DIRECTIONS FOR THIS TASK: Locate each line in the rows below that contains the string "wall" and copy it out in full. The match is case-sensitive.

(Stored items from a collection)
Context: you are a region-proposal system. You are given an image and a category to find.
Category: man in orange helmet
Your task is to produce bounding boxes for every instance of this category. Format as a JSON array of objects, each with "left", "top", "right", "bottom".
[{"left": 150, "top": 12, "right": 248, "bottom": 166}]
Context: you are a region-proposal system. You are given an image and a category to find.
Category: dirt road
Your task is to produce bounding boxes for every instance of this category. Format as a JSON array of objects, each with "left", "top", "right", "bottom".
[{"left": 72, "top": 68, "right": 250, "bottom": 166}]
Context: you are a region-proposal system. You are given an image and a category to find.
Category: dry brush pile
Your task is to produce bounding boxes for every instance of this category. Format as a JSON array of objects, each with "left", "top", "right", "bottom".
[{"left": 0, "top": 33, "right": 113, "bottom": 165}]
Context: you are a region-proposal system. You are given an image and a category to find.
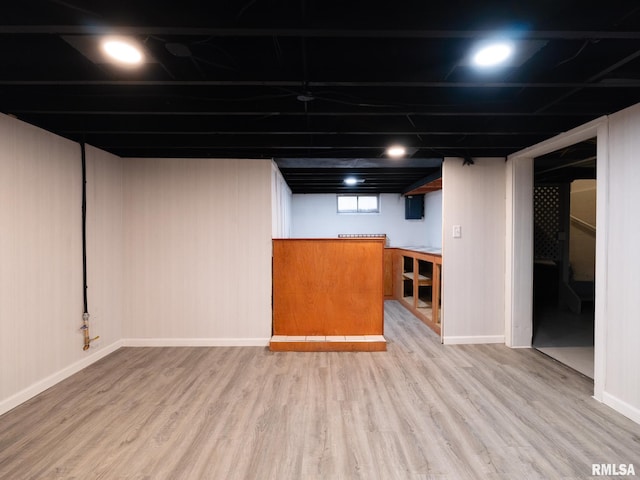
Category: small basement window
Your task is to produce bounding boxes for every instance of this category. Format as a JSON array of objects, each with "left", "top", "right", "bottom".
[{"left": 338, "top": 195, "right": 380, "bottom": 213}]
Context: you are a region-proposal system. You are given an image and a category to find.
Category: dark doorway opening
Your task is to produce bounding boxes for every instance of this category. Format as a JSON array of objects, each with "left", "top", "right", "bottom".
[{"left": 532, "top": 138, "right": 596, "bottom": 378}]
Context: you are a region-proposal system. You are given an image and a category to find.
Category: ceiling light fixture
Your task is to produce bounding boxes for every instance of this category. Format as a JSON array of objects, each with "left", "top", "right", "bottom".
[
  {"left": 344, "top": 177, "right": 364, "bottom": 187},
  {"left": 102, "top": 39, "right": 144, "bottom": 65},
  {"left": 387, "top": 145, "right": 407, "bottom": 158},
  {"left": 473, "top": 42, "right": 513, "bottom": 67}
]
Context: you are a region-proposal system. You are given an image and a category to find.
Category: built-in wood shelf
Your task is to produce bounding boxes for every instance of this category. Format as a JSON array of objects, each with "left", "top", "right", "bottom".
[{"left": 386, "top": 248, "right": 442, "bottom": 334}]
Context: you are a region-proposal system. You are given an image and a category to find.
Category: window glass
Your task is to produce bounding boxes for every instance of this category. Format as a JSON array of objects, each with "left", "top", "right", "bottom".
[{"left": 338, "top": 195, "right": 380, "bottom": 213}]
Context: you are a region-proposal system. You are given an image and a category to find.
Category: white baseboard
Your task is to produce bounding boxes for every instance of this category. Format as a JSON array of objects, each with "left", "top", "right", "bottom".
[
  {"left": 122, "top": 337, "right": 271, "bottom": 347},
  {"left": 602, "top": 392, "right": 640, "bottom": 423},
  {"left": 442, "top": 335, "right": 504, "bottom": 345},
  {"left": 0, "top": 340, "right": 122, "bottom": 415}
]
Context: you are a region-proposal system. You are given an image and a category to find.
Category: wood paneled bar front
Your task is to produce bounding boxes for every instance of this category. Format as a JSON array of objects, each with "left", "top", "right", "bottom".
[{"left": 270, "top": 238, "right": 386, "bottom": 351}]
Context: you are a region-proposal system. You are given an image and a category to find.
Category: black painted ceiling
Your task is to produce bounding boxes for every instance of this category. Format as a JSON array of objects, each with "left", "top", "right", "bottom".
[{"left": 0, "top": 0, "right": 640, "bottom": 192}]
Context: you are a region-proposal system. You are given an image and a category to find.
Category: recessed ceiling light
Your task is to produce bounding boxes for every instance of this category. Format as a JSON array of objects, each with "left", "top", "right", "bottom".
[
  {"left": 344, "top": 177, "right": 364, "bottom": 186},
  {"left": 102, "top": 39, "right": 143, "bottom": 65},
  {"left": 473, "top": 42, "right": 513, "bottom": 67},
  {"left": 387, "top": 145, "right": 407, "bottom": 158}
]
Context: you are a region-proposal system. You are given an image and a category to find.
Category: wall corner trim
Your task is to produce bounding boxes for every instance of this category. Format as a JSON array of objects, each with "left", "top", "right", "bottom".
[{"left": 0, "top": 340, "right": 123, "bottom": 415}]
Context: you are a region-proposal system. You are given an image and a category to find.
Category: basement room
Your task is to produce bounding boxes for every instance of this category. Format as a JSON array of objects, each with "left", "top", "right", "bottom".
[{"left": 0, "top": 0, "right": 640, "bottom": 480}]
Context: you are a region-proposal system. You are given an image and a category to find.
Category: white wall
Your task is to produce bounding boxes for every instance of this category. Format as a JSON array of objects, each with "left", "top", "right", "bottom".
[
  {"left": 292, "top": 194, "right": 441, "bottom": 246},
  {"left": 0, "top": 115, "right": 122, "bottom": 413},
  {"left": 86, "top": 146, "right": 125, "bottom": 350},
  {"left": 596, "top": 105, "right": 640, "bottom": 422},
  {"left": 124, "top": 158, "right": 272, "bottom": 345},
  {"left": 424, "top": 190, "right": 442, "bottom": 248},
  {"left": 442, "top": 158, "right": 506, "bottom": 343},
  {"left": 271, "top": 162, "right": 292, "bottom": 238}
]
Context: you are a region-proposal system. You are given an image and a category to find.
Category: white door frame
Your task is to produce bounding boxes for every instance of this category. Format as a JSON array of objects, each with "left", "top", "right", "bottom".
[{"left": 505, "top": 117, "right": 609, "bottom": 401}]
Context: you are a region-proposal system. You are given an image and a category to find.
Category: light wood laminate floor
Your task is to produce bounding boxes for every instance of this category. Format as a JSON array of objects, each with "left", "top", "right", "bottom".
[{"left": 0, "top": 302, "right": 640, "bottom": 480}]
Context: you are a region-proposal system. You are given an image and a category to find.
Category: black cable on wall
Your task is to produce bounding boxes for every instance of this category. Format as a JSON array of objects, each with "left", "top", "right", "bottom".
[{"left": 80, "top": 142, "right": 89, "bottom": 313}]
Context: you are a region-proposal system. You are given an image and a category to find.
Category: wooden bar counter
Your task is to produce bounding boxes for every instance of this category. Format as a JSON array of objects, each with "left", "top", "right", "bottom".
[{"left": 270, "top": 238, "right": 386, "bottom": 351}]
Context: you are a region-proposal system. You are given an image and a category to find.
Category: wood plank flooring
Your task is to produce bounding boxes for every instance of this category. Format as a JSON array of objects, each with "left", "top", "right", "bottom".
[{"left": 0, "top": 301, "right": 640, "bottom": 480}]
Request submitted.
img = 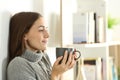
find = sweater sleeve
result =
[7,57,39,80]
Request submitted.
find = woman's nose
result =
[45,30,49,38]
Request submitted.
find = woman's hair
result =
[9,12,42,61]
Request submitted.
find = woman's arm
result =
[51,51,76,80]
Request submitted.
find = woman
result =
[7,12,75,80]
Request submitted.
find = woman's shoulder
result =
[8,57,27,68]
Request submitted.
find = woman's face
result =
[24,17,49,51]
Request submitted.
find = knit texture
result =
[7,50,52,80]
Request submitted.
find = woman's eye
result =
[39,29,44,31]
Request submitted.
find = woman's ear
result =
[24,34,27,40]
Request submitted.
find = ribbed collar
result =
[22,49,44,62]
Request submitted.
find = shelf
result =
[65,41,120,47]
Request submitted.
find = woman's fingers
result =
[61,50,68,64]
[55,56,63,65]
[66,51,72,66]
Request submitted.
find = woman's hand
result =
[51,51,76,80]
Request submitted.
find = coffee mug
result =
[56,47,81,63]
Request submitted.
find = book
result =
[73,12,88,44]
[79,58,102,80]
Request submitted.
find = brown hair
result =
[9,12,42,61]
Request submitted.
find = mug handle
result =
[74,49,81,60]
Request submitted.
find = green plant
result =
[108,15,120,29]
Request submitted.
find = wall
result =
[108,0,120,41]
[0,0,50,80]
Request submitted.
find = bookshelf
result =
[61,0,120,80]
[45,0,120,80]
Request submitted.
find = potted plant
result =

PROBLEM SOLUTION:
Category: wall corner trim
Category: white wall
Category: black cable on wall
find = wall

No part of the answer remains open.